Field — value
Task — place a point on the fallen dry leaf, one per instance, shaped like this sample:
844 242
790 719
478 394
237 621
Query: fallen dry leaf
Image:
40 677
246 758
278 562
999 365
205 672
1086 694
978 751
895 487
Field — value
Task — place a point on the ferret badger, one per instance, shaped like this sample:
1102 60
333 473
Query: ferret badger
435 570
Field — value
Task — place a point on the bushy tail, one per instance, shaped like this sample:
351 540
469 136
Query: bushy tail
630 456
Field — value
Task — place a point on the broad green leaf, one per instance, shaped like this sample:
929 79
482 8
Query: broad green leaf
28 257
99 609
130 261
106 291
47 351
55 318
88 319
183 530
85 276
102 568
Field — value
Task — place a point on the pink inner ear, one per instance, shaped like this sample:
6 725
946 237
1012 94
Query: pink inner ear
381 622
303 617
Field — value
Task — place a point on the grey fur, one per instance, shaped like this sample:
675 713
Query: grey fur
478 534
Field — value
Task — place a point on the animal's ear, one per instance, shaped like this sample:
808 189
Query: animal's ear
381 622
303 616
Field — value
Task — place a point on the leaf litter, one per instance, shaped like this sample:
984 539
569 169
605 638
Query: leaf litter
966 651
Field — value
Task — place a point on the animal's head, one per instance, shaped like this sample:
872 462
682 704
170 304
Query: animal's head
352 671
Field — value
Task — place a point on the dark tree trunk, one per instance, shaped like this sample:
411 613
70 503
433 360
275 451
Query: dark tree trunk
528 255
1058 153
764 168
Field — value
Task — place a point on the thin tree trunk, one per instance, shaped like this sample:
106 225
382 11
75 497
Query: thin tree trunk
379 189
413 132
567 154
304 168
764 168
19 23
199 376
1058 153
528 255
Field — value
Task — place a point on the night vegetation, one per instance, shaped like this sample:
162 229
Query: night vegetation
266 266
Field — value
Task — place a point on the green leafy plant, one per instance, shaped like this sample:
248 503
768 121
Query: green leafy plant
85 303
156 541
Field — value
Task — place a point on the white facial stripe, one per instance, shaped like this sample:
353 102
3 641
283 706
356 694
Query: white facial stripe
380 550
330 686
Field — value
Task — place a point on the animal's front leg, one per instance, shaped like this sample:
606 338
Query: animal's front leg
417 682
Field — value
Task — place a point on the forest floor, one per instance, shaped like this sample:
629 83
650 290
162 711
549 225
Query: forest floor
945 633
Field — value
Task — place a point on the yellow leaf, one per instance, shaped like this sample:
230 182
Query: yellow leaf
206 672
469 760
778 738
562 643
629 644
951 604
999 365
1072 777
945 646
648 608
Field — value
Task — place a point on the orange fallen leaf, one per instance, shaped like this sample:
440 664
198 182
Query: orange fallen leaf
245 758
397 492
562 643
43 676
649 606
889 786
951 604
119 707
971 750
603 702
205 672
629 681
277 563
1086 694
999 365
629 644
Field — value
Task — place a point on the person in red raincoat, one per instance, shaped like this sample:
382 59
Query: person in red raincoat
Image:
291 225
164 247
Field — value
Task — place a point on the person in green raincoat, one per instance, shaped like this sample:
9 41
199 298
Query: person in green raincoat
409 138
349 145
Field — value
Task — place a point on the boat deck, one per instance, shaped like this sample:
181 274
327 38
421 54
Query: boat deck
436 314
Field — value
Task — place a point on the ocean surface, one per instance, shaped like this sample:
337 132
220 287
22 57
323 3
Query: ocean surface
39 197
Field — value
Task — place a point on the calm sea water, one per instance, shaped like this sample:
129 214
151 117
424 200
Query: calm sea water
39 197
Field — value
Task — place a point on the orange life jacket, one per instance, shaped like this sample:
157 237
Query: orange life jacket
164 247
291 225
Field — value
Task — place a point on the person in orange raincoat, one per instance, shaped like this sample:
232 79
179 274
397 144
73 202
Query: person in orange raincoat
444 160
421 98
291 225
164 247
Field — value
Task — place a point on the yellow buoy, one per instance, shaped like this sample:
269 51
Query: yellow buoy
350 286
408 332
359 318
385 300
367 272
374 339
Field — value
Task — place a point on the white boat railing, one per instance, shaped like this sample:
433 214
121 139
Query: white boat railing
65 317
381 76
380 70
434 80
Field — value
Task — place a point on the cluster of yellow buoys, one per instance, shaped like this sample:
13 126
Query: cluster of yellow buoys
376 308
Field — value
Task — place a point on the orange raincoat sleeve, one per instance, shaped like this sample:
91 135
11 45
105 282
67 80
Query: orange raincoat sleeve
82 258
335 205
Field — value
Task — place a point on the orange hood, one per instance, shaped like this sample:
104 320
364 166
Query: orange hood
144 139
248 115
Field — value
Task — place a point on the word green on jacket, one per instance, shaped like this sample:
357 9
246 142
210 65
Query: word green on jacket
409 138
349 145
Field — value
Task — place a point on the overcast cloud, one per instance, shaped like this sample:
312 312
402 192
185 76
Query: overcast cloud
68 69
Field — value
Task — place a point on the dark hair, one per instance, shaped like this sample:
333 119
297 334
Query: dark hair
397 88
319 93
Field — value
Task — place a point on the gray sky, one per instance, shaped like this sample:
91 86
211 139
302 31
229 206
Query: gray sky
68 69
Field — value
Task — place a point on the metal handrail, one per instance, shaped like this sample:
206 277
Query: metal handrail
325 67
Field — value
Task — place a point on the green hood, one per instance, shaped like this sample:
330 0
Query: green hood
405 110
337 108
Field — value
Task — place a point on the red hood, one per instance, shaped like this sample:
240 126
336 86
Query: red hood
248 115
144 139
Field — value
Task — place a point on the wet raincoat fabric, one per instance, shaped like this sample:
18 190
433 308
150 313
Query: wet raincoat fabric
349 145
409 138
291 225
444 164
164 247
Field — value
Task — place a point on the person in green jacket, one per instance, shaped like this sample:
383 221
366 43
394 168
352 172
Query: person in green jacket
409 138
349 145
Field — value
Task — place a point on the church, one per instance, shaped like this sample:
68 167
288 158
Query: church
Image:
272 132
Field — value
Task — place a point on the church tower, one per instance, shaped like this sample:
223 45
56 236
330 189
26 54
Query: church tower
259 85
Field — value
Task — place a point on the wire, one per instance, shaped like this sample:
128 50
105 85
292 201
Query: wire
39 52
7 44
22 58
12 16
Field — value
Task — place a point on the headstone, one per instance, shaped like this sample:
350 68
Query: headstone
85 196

WHAT THE TASK REQUIRES. Output each line of the data exactly as it stands above.

REPLY.
Field — value
Task — place a point on the fallen dry leaf, one per instance, shaped like this sample:
844 242
790 719
478 394
237 621
Query: fallen dry leaf
Image:
40 677
246 758
278 562
999 365
205 672
1086 694
978 751
895 487
Field — value
Task — place a point on the ferret badger, one per instance, shaped like this sample:
1102 60
333 473
Query: ferret badger
435 570
Field — value
Task — place a point on the bushy tail, one per instance, shaped like this sample:
351 540
469 136
Query: bushy tail
630 456
Field — value
Task — place a point on the broad green leaf, one per instance, shaped like this sample:
929 79
482 8
Query: broad green leaf
28 257
99 609
130 261
106 291
47 351
55 318
88 319
183 530
85 276
102 568
Field — value
Task — place a point on the pink inner ear, one per instance, shaped like this sample:
6 725
946 237
1012 94
Query: pink inner ear
381 622
303 617
Field — value
Task — place a point on the grey fur, one per instance, shaped like this sample:
675 713
Query: grey fur
478 534
Field — value
Task — place a point on the animal's ear, one per instance, shaped like this sample:
808 189
Query: animal's ear
381 622
303 616
Field — value
Task — place a point on the leaf litter, one per instance, shaped like this sample:
984 539
569 169
605 638
Query: leaf litter
966 651
Field — value
Task — place a point on the animal's head, one per instance, shaped like this sample:
872 462
682 704
170 304
Query: animal's head
352 671
Field — value
Task — place a point on the dark tree trunk, one per instance, shaped like this sample:
411 613
70 503
433 360
275 451
Query: dark tree trunk
528 255
1058 153
764 168
Field — value
Task — place a point on the thin tree trunk, one per instance, shaped like this sample:
106 225
382 11
75 497
Query: thin tree trunk
379 189
413 132
567 154
304 168
764 168
19 23
199 376
1058 153
528 255
Field — value
Task — place a point on the night vegetation, one per instance, shaped like this sample:
162 229
Query: night vegetation
266 266
Field — value
Task — place a point on the green leafy plant, one per instance, shaped like this sample:
248 503
768 121
Query: green leafy plant
85 303
156 541
Field — value
Task — place a point on the white facial stripe, one per instance, shaped like this sample:
353 102
3 641
283 706
356 694
Query: white facial stripe
380 550
330 686
Field — value
Task — place a point on the animal's front leg, one per instance, shaped like this sample:
606 338
Query: animal's front leg
417 682
Field — value
Task — place a point on the forest floor, one per instance, shaped like this sample:
629 83
650 290
162 711
549 225
Query: forest floor
945 633
Field — value
Task — place a point on the yellow leaf, one per instance, shaped like this sample:
230 182
Query: yellow leaf
206 672
469 760
778 738
562 643
629 644
951 604
999 365
1072 777
945 646
648 608
Field — value
Task — place a point on the orange fallen leaf, one per instance, shaped like this sample:
440 664
198 182
Query: orange fallen leaf
245 758
397 492
562 643
43 676
649 606
889 786
951 604
119 707
971 750
603 702
205 672
629 681
277 563
1086 694
999 365
629 644
Field — value
Task — place a point on the person in red raincoat, one per instance, shaped like this sample:
382 59
Query: person in red raincoat
Image:
291 225
164 247
Field — value
Task — place a point on the person in green raincoat, one per instance, shaped like this sample:
9 41
199 298
Query: person in green raincoat
409 138
349 145
Field — value
Task — place a point on the boat deck, one per instance, shaped like this sample:
181 274
327 38
421 54
Query: boat deck
436 314
Field — value
Task — place a point on the ocean surface, one per instance, shaped like this sample:
337 132
220 287
22 57
323 3
Query: ocean surface
39 197
Field — value
Task — place a point on the calm sea water, one per instance, shaped like this sample:
129 214
151 117
424 200
Query: calm sea water
39 197
Field — value
Task — place a point on the orange life jacket, one per instance, shaped like this sample:
157 237
Query: orange life jacket
164 247
291 225
Field — value
Task — place a point on the person in orange raincoat, one per instance, shaped like this sample:
232 79
179 274
397 144
73 202
Query: person in orange raincoat
444 160
421 98
291 225
164 247
Field — value
Task — place a point on the yellow buoy, one per instance, shaped like this sample:
269 51
Query: yellow buoy
350 286
408 332
359 318
385 300
367 272
374 339
Field — value
Task — place a point on the white boat railing, one per instance, shaped like this sample:
433 214
121 139
Query: white boat railing
65 317
381 76
380 70
434 80
Field — value
Task — place a point on the cluster of yellow buoys, one per instance, shaped like this sample:
13 126
Query: cluster of yellow buoys
376 308
Field — value
Task — place a point on the orange raincoat sleeve, one per instance, shaped like this sample:
91 135
11 45
105 282
67 80
Query: orange raincoat sleeve
82 258
335 205
Field — value
Task — place a point on the orange hood, one per instance, shaped like this sample:
104 320
364 166
Query: orange hood
144 139
248 115
Field — value
Task — place a point on the word green on jacket, one per instance, shaped like this sample:
357 9
246 142
210 65
Query: word green on jacket
409 138
349 145
Field — value
Task — place a point on the overcast cloud, one per instance, shaped like this sample:
312 312
402 192
185 76
Query: overcast cloud
68 69
Field — value
Task — place a point on the dark hair, one per instance, shaped like this sample:
333 119
297 334
Query: dark hair
397 88
319 93
Field — value
Task — place a point on the gray sky, one per instance, shaped like this sample:
91 86
211 139
302 31
229 206
Query: gray sky
68 69
Field — value
Task — place a point on the metal handrail, one per instance, shaped like this sample:
206 277
Query: metal handrail
325 67
Field — value
Task — place a point on the green hood, one per instance, shaped like this sample:
330 0
Query: green hood
405 110
337 108
Field — value
Task — place a point on the red hood, one per instance, shaped like this sample:
240 126
336 86
Query: red hood
248 115
144 139
Field — value
Task — place a point on the wet raincoat fabric, one per instance, shaped like this sample:
18 190
433 308
150 313
Query: wet raincoat fabric
349 145
409 138
291 225
444 164
164 247
Field — value
Task — place a point on the person in green jacket, one per instance, shaped like this sample:
383 221
366 43
394 168
352 172
Query: person in green jacket
409 138
349 145
Field — value
Task — place a point on the church, one per instance, shaped like this sample:
68 167
288 158
Query: church
Image:
272 132
Field — value
Task — place a point on the church tower, one per instance, shaped like this sample:
223 45
56 236
330 189
26 54
Query: church tower
259 85
Field — value
Task — place a point on the wire, one per instance, shaped like this sample:
128 50
105 85
292 201
Query: wire
39 52
7 44
22 58
12 16
Field — value
Task — place a point on the headstone, one per instance, shaped like this sample:
350 68
Query: headstone
85 196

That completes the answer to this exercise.